Testo dell'esercizio:
......

Ma è mai possibile che ogni volta che c’è un atto di guerriglia o un attentato in Afghanistan si aspetti la rivendicazione per attribuirne la paternità? La distinzione è molto semplice: se sono presi di mira obbiettivi politici o militari, cercando di limitare il più possibile gli “effetti collaterali”, l’azione è talebana per la semplice ragione che i Talebani non hanno alcun interesse a inimicarsi la popolazione sul cui appoggio hanno potuto contare nella lunghissima lotta agli invasori occidentali, mentre gli Isis non hanno di queste preoccupazioni.

Ora che gli americani se ne stanno andando e piuttosto rapidamente dall’Afghanistan (mentre noi restiamo là non si capisce a far cosa, spendendo ogni anno più di 170 milioni di euro con i quali non si risana ovviamente un bilancio ma sarebbero molto utili in Italia in epoca di pandemia, giriamo la domanda al nostro premier, al ministro della Difesa e al ministro degli Esteri Luigi di Maio) il focus è sulle trattative, a Doha, fra il governo di Ashraf  Ghani e i Talebani. Il problema di fondo è: che fare dei “collaborazionisti”, cioè di coloro, governo, amministrazione, polizia, magistratura, esercito “regolare”, che in questi anni hanno appoggiato l’invasore americano e i suoi alleati? E’ escluso che da questi colloqui salti fuori un premier scelto fra i “collaborazionisti” i quali oltretutto non sembrano consapevoli di rischiare la pelle e si sono divisi in due fazioni, quella di Ashraf Ghani e quella di Abdullah Abdullah,  come incredibilmente al tramonto del regime nazista in Germania c’era chi, per esempio Himmler, cercava di fare le scarpe al fuhrer. Sarebbe come se conclusa la guerra in Italia un gerarca fascista si proponesse come premier. Questi qui non hanno fatto la guerra per vent’anni per ritrovarsi sulla testa un quisling. Oltretutto i Talebani sanno benissimo che una volta che gli americani se ne saranno andati definitivamente, basi comprese, spazzeranno via l’esercito “regolare” con estrema facilità. Questo esercito infatti è formato da ragazzi che si sono arruolati per disperazione, per avere un salario, e non sono per nulla motivati, tanto che per quanti ne entrano ogni anno altrettanti ne escono. I Talebani non toccheranno certamente questi loro giovani connazionali. Per i meno compromessi l’attuale leader dei Talebani Akhundzada ha proposto un’amnistia, come fece nel 1996 il Mullah Omar, dopo aver fatto giustiziare il fantoccio dei sovietici Naiisbullah , amnistia che rispettò durante i sei anni del suo governo. Per i più compromessi c’è l’ipotesi di un salvacondotto, che se ne vadano negli Stati Uniti e la sia finita.

......

Dati disponibili:
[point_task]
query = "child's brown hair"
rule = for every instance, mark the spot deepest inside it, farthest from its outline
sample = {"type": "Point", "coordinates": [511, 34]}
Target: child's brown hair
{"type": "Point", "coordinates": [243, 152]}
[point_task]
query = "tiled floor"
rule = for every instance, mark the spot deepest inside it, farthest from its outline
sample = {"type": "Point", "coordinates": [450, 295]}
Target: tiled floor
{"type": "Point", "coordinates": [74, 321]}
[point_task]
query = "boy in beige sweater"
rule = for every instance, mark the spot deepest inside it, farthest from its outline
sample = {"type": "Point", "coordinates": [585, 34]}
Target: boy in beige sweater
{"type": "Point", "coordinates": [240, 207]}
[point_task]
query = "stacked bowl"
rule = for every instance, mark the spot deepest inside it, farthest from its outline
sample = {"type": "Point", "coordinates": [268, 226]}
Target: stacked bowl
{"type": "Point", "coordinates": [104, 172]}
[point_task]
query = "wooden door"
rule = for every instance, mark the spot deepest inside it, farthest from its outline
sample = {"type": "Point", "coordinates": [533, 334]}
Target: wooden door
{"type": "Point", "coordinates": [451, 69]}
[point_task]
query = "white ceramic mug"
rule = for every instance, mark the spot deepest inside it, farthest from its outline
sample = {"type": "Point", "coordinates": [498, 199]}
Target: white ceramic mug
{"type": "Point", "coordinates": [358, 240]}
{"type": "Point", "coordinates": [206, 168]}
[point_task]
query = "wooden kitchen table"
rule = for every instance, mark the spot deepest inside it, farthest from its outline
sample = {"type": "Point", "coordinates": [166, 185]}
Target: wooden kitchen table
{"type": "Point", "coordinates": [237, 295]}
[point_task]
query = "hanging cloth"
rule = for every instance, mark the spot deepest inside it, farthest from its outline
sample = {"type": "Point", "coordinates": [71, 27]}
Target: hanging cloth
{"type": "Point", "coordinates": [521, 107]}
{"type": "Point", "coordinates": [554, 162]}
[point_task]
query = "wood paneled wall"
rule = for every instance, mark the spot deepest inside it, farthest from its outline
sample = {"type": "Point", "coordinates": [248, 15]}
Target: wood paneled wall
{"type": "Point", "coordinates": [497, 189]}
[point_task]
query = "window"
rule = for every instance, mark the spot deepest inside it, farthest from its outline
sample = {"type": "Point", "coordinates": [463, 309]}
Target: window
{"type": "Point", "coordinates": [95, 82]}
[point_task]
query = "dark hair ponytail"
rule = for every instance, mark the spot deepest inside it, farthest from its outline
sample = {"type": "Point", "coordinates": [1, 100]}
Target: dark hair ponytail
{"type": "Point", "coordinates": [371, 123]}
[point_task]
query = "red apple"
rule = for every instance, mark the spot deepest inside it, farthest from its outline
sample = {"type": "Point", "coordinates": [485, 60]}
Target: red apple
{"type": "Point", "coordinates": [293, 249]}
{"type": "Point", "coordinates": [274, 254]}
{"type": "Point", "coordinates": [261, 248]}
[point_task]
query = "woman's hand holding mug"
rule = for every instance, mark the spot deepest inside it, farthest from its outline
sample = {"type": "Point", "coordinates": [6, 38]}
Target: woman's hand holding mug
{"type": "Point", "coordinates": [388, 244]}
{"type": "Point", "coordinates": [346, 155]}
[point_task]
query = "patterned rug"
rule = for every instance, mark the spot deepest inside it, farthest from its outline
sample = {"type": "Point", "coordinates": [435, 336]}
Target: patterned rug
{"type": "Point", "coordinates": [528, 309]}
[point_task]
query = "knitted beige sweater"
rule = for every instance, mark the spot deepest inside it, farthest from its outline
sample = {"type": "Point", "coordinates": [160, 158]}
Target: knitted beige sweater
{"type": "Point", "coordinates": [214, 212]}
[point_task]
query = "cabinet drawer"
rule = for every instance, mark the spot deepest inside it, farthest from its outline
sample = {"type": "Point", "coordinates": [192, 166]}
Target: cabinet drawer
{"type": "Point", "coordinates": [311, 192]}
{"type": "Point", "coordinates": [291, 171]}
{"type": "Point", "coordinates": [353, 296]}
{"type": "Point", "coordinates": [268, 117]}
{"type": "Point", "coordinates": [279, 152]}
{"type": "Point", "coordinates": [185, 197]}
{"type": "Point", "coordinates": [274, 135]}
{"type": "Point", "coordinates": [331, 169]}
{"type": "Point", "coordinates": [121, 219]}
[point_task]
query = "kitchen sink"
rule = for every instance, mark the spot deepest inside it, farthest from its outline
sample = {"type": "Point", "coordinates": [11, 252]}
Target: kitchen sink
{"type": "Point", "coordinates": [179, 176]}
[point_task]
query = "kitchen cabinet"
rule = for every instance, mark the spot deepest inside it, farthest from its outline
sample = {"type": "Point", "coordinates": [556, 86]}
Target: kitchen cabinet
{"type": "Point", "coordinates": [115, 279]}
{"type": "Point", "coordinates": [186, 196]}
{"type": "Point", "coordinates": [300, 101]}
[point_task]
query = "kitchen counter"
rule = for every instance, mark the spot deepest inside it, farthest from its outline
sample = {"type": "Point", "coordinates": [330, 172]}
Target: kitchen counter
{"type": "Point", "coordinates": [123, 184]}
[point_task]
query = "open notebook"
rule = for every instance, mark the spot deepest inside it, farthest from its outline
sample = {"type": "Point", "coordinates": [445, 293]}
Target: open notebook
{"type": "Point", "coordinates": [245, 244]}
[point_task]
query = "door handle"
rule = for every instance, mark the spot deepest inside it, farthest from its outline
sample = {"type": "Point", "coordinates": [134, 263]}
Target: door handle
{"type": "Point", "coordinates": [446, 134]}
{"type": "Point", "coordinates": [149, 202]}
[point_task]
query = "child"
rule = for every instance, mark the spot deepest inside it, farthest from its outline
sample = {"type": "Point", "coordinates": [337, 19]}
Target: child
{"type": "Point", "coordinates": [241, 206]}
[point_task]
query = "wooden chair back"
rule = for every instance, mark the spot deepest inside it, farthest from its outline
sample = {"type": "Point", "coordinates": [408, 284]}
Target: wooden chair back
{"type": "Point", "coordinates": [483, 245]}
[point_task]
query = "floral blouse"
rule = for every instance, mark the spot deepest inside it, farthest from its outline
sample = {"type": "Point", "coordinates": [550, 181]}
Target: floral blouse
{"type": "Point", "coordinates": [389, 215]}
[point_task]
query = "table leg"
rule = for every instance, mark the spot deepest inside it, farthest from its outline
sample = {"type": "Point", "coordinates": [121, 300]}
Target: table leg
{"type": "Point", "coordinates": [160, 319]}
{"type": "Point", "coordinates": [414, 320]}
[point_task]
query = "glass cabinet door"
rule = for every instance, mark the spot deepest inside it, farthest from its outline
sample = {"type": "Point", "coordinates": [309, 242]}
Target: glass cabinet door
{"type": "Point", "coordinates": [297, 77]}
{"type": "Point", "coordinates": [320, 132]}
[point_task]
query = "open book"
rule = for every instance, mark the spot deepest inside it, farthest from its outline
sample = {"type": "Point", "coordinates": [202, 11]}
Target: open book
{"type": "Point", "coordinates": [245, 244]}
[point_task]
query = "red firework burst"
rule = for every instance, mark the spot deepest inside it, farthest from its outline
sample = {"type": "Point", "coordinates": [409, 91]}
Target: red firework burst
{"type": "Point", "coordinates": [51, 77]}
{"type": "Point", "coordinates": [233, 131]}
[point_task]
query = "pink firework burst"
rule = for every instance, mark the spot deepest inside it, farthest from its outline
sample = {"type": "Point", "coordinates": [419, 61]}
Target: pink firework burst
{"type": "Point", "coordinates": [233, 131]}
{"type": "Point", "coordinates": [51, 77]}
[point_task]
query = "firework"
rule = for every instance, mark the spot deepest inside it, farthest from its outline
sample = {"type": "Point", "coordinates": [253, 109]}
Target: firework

......

Consegne dell'esercizio:
a: Elenchi tutte le componenti che il testo sull'Afghanistan indica come «collaborazionisti».
b: Trascriva senza alcuna modifica il passo del testo sull'Afghanistan che va da "Ma è mai possibile" fino a "di queste preoccupazioni.".
c: Prosegua il testo sull'Afghanistan dopo l'ultima frase riportata.

Elenco delle risposte:
a: governo, amministrazione, polizia, magistratura, esercito "regolare"

b:
Ma è mai possibile che ogni volta che c’è un atto di guerriglia o un attentato in Afghanistan si aspetti la rivendicazione per attribuirne la paternità? La distinzione è molto semplice: se sono presi di mira obbiettivi politici o militari, cercando di limitare il più possibile gli “effetti collaterali”, l’azione è talebana per la semplice ragione che i Talebani non hanno alcun interesse a inimicarsi la popolazione sul cui appoggio hanno potuto contare nella lunghissima lotta agli invasori occidentali, mentre gli Isis non hanno di queste preoccupazioni.

c:
Che cosa sono disposti a concedere i Talebani?  Ispezioni Onu perché non si creino in Afghanistan santuari del terrorismo internazionale, che peraltro i Talebani sono gli unici a combattere in quel Paese. Sul piano dei diritti civili i Talebani sono disposti a non porre limiti al diritto delle donne a studiare, diritto che peraltro in linea di principio esisteva già ai tempi del governo di Omar, ma al quale non fu possibile dare una concreta attuazione perché i Talebani, nella loro indubbia sessuofobia, pretendevano che non solo le classi maschili e femminili fossero distinte ma occupassero edifici diversi e ben lontani fra loro. Programma che non ebbero modo di attuare perché impegnati da Massud che non accettava la sconfitta, non ebbero il tempo di costruire questi edifici. Avevano altre priorità.

Se fosse ancora vivo il Mullah Omar, con la sua moderazione, ho scritto moderazione, con la sua saggezza, ho scritto saggezza, propenderei per una soluzione pacifica di questa questione cruciale. L’attuale leader dei Talebani, Akhundzada, è della stessa generazione di Omar e ne ha la mentalità. Ma i più giovani sono incarogniti da anni e anni di una guerra infame, che ha costretto gli afghani a un reciproco fratricidio, e non è escluso che ci siano regolamenti di conti ed esecuzioni sommarie come fecero in Italia i comunisti nel cosiddetto “triangolo rosso” dopo la fine della guerra.